→ Written problem 1: Duplicate the comment thread from "We used it because" to "some other way?".
→ Written problem 2: Summarize the comment thread in two sentences.
→ Written problem 3: In the comment thread, what does the runtime operate on in place of selectors and screenshots?

• tonyww a day ago

    One clarification since a few comments from coworkers/friends are circling this: Amazon isn’t the point here.

    We used it because it’s a dynamic, hostile UI, but the design goal is a site-agnostic control plane. That’s why the runtime avoids selectors and screenshots and instead operates on pruned semantic snapshots + verification gates.

    If the layout changes, the system doesn’t “half-work” — it fails deterministically with artifacts. That’s the behavior we’re optimizing for.

    • tomhow 14 hours ago

      Can you please clarify: is this project something that "people can play with"? I.e., can users download the code and sample data and try it out for themselves, or play with it some other way?

      That's a prerequisite for Show HN.

      I'm removing the Show HN prefix for now, until we get clarity. Then we can consider re-upping the post once we know exactly how to present it.

    • ares623 14 hours ago

      > If the layout changes, the system doesn’t “half-work” — it fails deterministically with artifacts. That’s the behavior we’re optimizing for.

→ Information provided:
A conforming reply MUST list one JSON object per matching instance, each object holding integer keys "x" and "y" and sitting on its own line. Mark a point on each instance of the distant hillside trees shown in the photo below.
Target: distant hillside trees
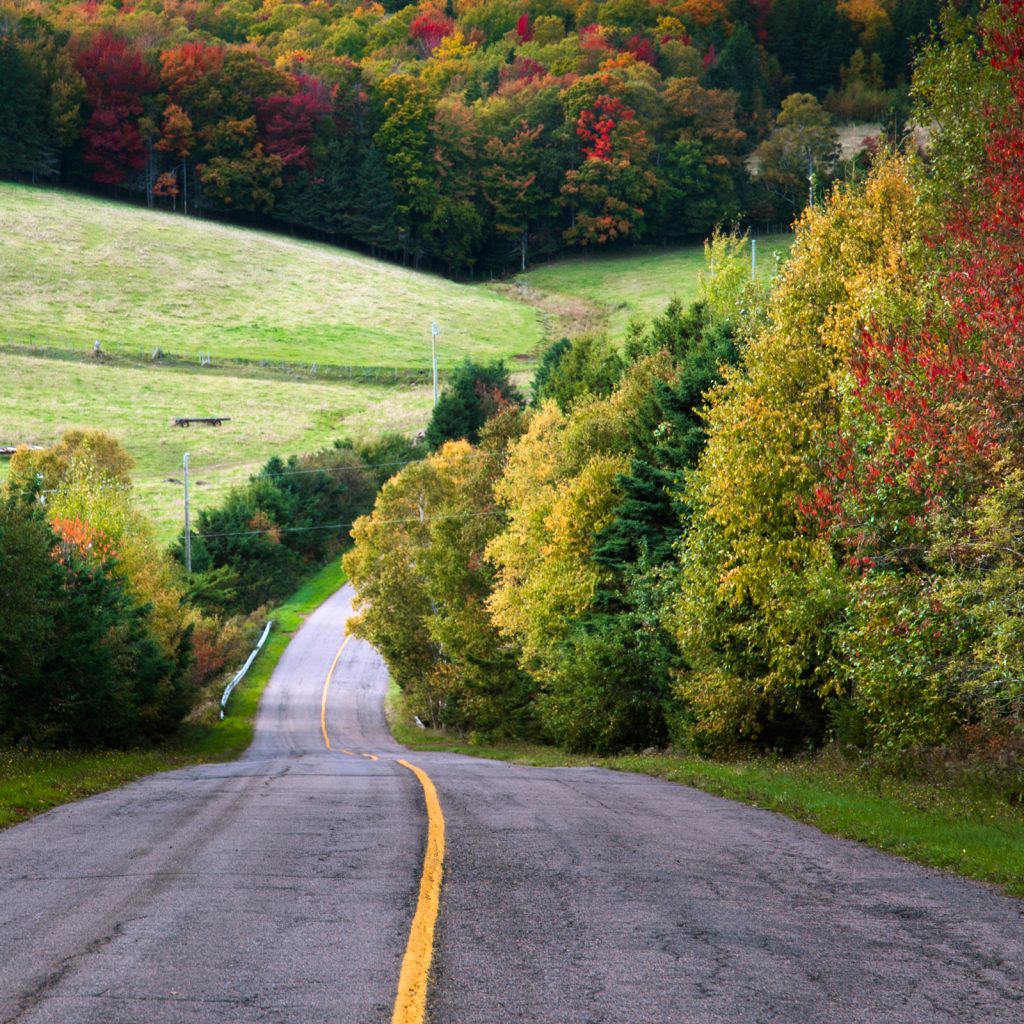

→ Exercise solution 1:
We used it because it’s a dynamic, hostile UI, but the design goal is a site-agnostic control plane. That’s why the runtime avoids selectors and screenshots and instead operates on pruned semantic snapshots + verification gates.

    If the layout changes, the system doesn’t “half-work” — it fails deterministically with artifacts. That’s the behavior we’re optimizing for.

    • tomhow 14 hours ago

      Can you please clarify: is this project something that "people can play with"? I.e., can users download the code and sample data and try it out for themselves, or play with it some other way?

→ Exercise solution 2: One commenter explains that Amazon was used only as a dynamic, hostile UI, and that the goal is a site-agnostic control plane whose runtime relies on pruned semantic snapshots and verification gates rather than selectors and screenshots, failing deterministically with artifacts when a layout changes. A second commenter asks whether people can download the code and sample data to try it, calls that a prerequisite for Show HN, and removes the Show HN prefix until that is clarified.

→ Exercise solution 3: Pruned semantic snapshots plus verification gates.